| Task instructions |
Copy the article on the Kingston Coast Guard station opening below, word for word and in full.

| Excerpted text |
= = =

New Coast Guard Search and Rescue station in Kingston officially opens

The new Search and Rescue station of the Canadian Coast Guard in Kingston, located at Portsmouth Olympic Harbour, has officially opened.

While it’s been operational since September 2019, pandemic restrictions did not allow for an official opening of the new facility at the time. That long-awaited moment happened on the afternoon of Wednesday, Jun. 28, 2023, and brought together local and federal dignitaries, esteemed members of the local and federal Canadian Coast Guard (CCG), and members of the media.

Among those who spoke on Wednesday afternoon were MP Mark Gerretsen, the Honorable Joyce Murray, Minister of Fisheries, Oceans and the Canadian Coast Guard, Marc-André Meunier, Assistant Commissioner of the Canadian Coast Guard Central Region, and Patrick Alguire, Commanding Officer of the Kingston Search and Rescue station.

= = =

| Record excerpts |

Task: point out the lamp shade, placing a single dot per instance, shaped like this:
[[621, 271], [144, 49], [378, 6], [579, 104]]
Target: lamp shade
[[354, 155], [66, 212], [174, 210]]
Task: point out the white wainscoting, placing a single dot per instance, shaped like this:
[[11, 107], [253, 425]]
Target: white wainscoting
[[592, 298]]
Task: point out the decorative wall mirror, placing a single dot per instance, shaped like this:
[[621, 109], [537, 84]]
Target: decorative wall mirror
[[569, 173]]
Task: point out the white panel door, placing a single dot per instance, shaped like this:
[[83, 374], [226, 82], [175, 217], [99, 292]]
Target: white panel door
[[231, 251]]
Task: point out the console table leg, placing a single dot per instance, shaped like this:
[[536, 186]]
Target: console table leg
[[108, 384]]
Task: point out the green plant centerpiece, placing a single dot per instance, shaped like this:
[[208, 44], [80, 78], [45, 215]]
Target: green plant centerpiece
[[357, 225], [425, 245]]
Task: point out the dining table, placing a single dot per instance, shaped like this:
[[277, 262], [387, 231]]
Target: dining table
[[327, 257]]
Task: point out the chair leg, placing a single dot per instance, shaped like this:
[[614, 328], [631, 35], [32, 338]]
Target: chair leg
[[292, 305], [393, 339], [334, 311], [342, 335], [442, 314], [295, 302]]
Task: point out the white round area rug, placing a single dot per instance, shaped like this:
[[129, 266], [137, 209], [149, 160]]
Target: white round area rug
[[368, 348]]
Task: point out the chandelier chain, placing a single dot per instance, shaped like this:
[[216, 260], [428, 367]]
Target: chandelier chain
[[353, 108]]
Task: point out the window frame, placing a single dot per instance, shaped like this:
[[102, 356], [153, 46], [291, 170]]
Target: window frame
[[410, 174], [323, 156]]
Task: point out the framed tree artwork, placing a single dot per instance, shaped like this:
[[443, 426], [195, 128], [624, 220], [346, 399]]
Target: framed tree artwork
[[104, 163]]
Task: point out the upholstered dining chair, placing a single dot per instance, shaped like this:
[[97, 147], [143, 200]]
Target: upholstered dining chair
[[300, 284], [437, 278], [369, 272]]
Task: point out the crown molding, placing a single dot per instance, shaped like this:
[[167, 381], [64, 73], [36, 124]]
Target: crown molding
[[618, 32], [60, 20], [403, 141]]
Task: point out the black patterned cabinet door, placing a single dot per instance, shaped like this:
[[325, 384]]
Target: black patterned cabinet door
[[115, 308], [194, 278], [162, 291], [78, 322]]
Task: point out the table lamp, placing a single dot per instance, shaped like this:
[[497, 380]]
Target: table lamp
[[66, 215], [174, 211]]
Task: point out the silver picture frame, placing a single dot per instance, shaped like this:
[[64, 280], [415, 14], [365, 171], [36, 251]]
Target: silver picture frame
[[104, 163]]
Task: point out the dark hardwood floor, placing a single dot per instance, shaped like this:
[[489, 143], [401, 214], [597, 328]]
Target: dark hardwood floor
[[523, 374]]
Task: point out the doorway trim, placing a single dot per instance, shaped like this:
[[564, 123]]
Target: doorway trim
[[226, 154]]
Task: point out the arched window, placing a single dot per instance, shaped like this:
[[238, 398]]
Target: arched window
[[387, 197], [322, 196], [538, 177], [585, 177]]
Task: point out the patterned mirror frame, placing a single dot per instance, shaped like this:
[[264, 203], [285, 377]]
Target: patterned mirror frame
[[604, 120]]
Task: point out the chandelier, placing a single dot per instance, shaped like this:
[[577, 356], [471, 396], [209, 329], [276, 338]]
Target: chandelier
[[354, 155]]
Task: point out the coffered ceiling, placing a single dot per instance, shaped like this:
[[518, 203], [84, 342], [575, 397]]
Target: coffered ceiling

= = =

| Task solution |
New Coast Guard Search and Rescue station in Kingston officially opens

The new Search and Rescue station of the Canadian Coast Guard in Kingston, located at Portsmouth Olympic Harbour, has officially opened.

While it’s been operational since September 2019, pandemic restrictions did not allow for an official opening of the new facility at the time. That long-awaited moment happened on the afternoon of Wednesday, Jun. 28, 2023, and brought together local and federal dignitaries, esteemed members of the local and federal Canadian Coast Guard (CCG), and members of the media.

Among those who spoke on Wednesday afternoon were MP Mark Gerretsen, the Honorable Joyce Murray, Minister of Fisheries, Oceans and the Canadian Coast Guard, Marc-André Meunier, Assistant Commissioner of the Canadian Coast Guard Central Region, and Patrick Alguire, Commanding Officer of the Kingston Search and Rescue station.